> TEXT:
France labour laws are one of the most bureaucratic and liberal in and the world in relation to workers rights and protections. An average French worker is capped at a 35 hours week with benefits averaging 47% of wages compared to 40 hours and 24% for American workers, every French full time worker has a contract and after probation which takes six month, it is a lengthy and difficult process for her to be fired (Sciammas P.2).
According to the U.S Department of Agriculture Foreign Agricultural Service (2011), France has a large market opportunity for U.S food products especially beverages (including spirit and wine), seafood and fish, wild rice, vegetables and processed fruits, organic kosher, and fresh and dried nuts and fruits (U.S. chamber of commerce, p1). Due to demographic and social-economic changes, food trends have been altered and French customers now demand food products which have better taste and are more convenient as well as increased health benefits. 6% of the French population represents the young generation who have become more open to innovative and new products. Those living alone and the working customer represents 30% are increasing demand for easy-to-prepare foods (U.S. chamber of commerce, p1). There is arise for U.S exporter as they expand into the French market due to several advantages such as increased demand for international foods as the French population shifts from rural to urban regions and the relative equality of French and American per capital income. According to the U.S. Department of Commerce, France is the 8th largest trading partner of the U.S, trade between these two countries including imports and exports of services and goods was $191 billion in 2010 which is up by 79% compared to 2009 (U.S. chamber of commerce ,p1). However, there are several challenges which will mitigate against the U.S companies surviving in France. They include acute shortage of manpower (citizens lack technical and managerial skills), unfriendly business environment, huge cost of labour in France, and the problem of conflicting interest among the France government, the foreign companies and the general public.
There are several strategies that an U.S company can use to enter the French market. To start with, U.S Company can introduce their products at a lower price than that charged by local company. This would make attract new customers who would not have bought the available products or those who will switch from the current producers (Kalyanaram & Gurumurthy, p2). These companies can also enter the market by introducing innovative products which are differentiated from the current products available in the French market. Customer will be so willing to buy products that yield more satisfaction. Innovation could either be incremental or radical. Incremental innovation involves enhancing an existing product, the improve product can attract new customers that are not the current target for the existing product or service (Kalyanaram & Gurumurthy, p2). Finally, the U.S can acquire locally established companies in France and use its distribution channels to sales its product or merge with locally established companies so as to start operating in the French market.

> DIRECTION 1: Repeat the passage on the French market word for word, starting at "France labour laws" and ending at "fired (Sciammas P.2).".
> DIRECTION 2: According to the passage on the French market, where does France rank among the trading partners of the U.S.?

> RECORD EXCERPTS:

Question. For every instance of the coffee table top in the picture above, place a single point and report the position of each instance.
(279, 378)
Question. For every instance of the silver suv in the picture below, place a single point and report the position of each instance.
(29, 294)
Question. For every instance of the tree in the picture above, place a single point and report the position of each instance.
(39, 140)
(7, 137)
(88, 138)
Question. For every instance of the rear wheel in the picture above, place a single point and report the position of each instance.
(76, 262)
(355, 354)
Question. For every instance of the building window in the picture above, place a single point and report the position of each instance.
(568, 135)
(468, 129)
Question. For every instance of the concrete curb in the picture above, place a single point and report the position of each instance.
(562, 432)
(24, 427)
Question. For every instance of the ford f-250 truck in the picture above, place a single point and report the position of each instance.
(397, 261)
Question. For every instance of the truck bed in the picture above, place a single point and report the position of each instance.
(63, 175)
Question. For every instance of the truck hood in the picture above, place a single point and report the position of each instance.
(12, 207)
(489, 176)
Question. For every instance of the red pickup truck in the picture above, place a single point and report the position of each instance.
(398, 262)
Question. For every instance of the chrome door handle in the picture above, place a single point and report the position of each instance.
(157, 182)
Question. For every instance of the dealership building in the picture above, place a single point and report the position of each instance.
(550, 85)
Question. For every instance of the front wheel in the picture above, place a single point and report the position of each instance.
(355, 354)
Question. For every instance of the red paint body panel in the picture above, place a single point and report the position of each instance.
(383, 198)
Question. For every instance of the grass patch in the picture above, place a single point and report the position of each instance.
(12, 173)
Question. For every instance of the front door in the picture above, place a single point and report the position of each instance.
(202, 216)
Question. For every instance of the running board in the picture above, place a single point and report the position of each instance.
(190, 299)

> EXERCISE RESULT 1:
France labour laws are one of the most bureaucratic and liberal in and the world in relation to workers rights and protections. An average French worker is capped at a 35 hours week with benefits averaging 47% of wages compared to 40 hours and 24% for American workers, every French full time worker has a contract and after probation which takes six month, it is a lengthy and difficult process for her to be fired (Sciammas P.2).

> EXERCISE RESULT 2: France is the 8th largest trading partner of the U.S.